**SUPPLIED RECORDS**
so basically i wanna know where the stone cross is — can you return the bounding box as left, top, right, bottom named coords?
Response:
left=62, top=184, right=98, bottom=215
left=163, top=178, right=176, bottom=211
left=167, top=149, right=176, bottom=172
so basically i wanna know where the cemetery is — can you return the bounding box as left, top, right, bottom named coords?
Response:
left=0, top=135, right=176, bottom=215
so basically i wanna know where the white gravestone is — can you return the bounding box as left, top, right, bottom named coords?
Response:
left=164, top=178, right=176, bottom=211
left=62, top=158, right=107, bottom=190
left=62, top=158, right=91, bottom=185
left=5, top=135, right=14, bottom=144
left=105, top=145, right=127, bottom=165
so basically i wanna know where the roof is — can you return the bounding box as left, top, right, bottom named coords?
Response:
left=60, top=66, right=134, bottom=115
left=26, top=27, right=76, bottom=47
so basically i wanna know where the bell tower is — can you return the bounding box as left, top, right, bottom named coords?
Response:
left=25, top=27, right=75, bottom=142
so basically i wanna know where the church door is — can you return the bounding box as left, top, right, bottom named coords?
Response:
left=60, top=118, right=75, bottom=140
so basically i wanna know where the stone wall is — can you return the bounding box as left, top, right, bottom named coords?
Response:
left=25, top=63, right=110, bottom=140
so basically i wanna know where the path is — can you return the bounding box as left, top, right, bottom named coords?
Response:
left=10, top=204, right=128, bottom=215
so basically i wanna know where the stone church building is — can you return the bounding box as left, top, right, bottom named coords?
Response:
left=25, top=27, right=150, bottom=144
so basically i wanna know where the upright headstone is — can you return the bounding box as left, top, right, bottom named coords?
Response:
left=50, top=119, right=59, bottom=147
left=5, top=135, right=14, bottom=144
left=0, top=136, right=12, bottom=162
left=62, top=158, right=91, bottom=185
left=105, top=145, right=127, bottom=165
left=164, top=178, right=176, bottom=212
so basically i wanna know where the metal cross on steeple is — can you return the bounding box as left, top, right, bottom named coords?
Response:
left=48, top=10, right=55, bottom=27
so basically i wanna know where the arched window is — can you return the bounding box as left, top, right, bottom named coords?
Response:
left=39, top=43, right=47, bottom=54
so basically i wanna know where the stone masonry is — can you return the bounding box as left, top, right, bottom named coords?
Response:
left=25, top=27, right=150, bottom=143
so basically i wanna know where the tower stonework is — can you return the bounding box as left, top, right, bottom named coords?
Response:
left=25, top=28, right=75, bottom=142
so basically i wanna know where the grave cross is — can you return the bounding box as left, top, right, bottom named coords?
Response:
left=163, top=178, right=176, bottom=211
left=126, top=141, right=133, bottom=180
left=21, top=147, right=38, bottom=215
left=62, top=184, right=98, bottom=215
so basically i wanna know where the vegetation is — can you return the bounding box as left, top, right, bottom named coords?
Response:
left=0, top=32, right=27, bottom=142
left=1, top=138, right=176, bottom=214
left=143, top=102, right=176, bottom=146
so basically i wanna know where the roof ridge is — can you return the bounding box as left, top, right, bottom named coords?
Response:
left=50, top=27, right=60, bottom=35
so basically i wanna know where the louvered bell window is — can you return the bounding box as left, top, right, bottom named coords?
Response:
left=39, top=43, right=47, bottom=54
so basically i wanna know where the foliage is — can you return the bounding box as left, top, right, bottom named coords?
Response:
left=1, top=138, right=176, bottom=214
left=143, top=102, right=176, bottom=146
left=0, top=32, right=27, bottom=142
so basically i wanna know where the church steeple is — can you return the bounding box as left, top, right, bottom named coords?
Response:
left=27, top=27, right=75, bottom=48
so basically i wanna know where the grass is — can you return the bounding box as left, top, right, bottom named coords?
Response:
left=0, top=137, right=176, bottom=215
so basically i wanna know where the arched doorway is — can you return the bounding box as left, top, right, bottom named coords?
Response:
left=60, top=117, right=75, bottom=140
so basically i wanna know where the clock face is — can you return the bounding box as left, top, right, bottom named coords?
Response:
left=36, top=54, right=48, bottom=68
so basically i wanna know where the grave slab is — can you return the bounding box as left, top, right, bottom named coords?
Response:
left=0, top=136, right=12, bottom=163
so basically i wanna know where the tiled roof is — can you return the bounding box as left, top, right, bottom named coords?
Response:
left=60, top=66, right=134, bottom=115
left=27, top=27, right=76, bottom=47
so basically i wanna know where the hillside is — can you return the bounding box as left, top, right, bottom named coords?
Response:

**WHAT THE TASK ASKS**
Retype the whole listing, matching it exactly.

**THE COMPLETED TASK**
so basically i wanna know where the stone cross is — can you return the bounding box as left, top, right, bottom named coords?
Response:
left=62, top=184, right=98, bottom=215
left=163, top=178, right=176, bottom=211
left=167, top=149, right=176, bottom=172
so basically i wanna know where the cemetery is — can you return the bounding box as left, top, right, bottom named coords?
Response:
left=0, top=135, right=176, bottom=215
so basically i wanna know where the white gravestone is — can you return the bounding box as left, top, right, bottom named coords?
Response:
left=164, top=178, right=176, bottom=211
left=62, top=158, right=107, bottom=190
left=62, top=158, right=91, bottom=185
left=5, top=135, right=14, bottom=144
left=105, top=145, right=127, bottom=165
so basically i wanna know where the roof is — can you return the bounding box as left, top, right, bottom named coords?
Response:
left=60, top=66, right=134, bottom=115
left=26, top=27, right=76, bottom=47
so basically i wanna know where the bell tower is — can you return the bounding box as left, top, right, bottom named coords?
Response:
left=25, top=27, right=75, bottom=142
so basically i wanna know where the church door is — can you return the bounding box as left, top, right, bottom named coords?
Response:
left=60, top=118, right=75, bottom=140
so basically i wanna know where the stone wall is — can you return the bounding box as left, top, right, bottom named coords?
Response:
left=25, top=63, right=110, bottom=140
so basically i wanna know where the path is — can you return the bounding box as left, top, right, bottom named coords?
Response:
left=10, top=204, right=128, bottom=215
so basically i wanna know where the stone church building is — can you return the bounding box as left, top, right, bottom named coords?
Response:
left=25, top=27, right=150, bottom=144
so basically i wanna know where the upright headstone is — can you return the bounding box as left, top, right, bottom named coords?
Response:
left=50, top=119, right=59, bottom=147
left=5, top=135, right=14, bottom=144
left=0, top=136, right=12, bottom=162
left=62, top=158, right=91, bottom=185
left=105, top=145, right=127, bottom=165
left=164, top=178, right=176, bottom=212
so basically i wanna know where the metal cross on steeple is — can you return the bounding box as left, top, right, bottom named coords?
Response:
left=48, top=10, right=55, bottom=27
so basically i wanna know where the arched window is — can you return the bounding box as left, top, right, bottom named coords?
Response:
left=39, top=43, right=47, bottom=54
so basically i wanna know where the stone masonry is — can you return the bounding box as left, top, right, bottom named coords?
Response:
left=25, top=27, right=150, bottom=143
so basically i wanna know where the tower stonework is — can you return the bounding box as left, top, right, bottom named coords?
Response:
left=25, top=28, right=75, bottom=142
so basically i wanna know where the grave cross is — can you return the bounding box as left, top, right, bottom named coords?
Response:
left=163, top=178, right=176, bottom=211
left=126, top=141, right=133, bottom=180
left=21, top=147, right=38, bottom=215
left=62, top=184, right=98, bottom=215
so basically i wanna know where the vegetation is — can you return the bounding box as left, top, right, bottom named coords?
Response:
left=0, top=32, right=27, bottom=142
left=1, top=138, right=176, bottom=214
left=143, top=102, right=176, bottom=146
so basically i wanna know where the roof ridge is — can you return the bounding box as left, top, right, bottom named coords?
Response:
left=50, top=27, right=60, bottom=35
so basically i wanna know where the louvered bell window is — can you return the bounding box as left, top, right, bottom named coords?
Response:
left=39, top=43, right=47, bottom=54
so basically i wanna know where the foliage is — can you return the bounding box as left, top, right, bottom named coords?
Response:
left=1, top=138, right=176, bottom=214
left=143, top=102, right=176, bottom=146
left=0, top=32, right=27, bottom=142
so basically i wanna know where the church steeple is — can you return the bounding box as left, top, right, bottom named coords?
Response:
left=27, top=27, right=75, bottom=48
so basically i wanna know where the grass is — can you return the bounding box as left, top, right, bottom named coords?
Response:
left=0, top=137, right=176, bottom=215
so basically i wanna know where the arched doorway is — can you return the bounding box as left, top, right, bottom named coords?
Response:
left=60, top=117, right=75, bottom=140
so basically i wanna know where the clock face is — can you return the bounding box as left, top, right, bottom named coords?
Response:
left=36, top=54, right=48, bottom=68
so basically i wanna know where the grave slab is — can you return the bounding box as left, top, right, bottom named coords?
Response:
left=0, top=136, right=12, bottom=163
so basically i wanna know where the tiled roof is — can you return the bounding box as left, top, right, bottom named coords?
Response:
left=60, top=66, right=134, bottom=115
left=27, top=27, right=76, bottom=47
so basically i wanna know where the hillside is — can you return the bounding box as left, top, right, bottom named coords?
Response:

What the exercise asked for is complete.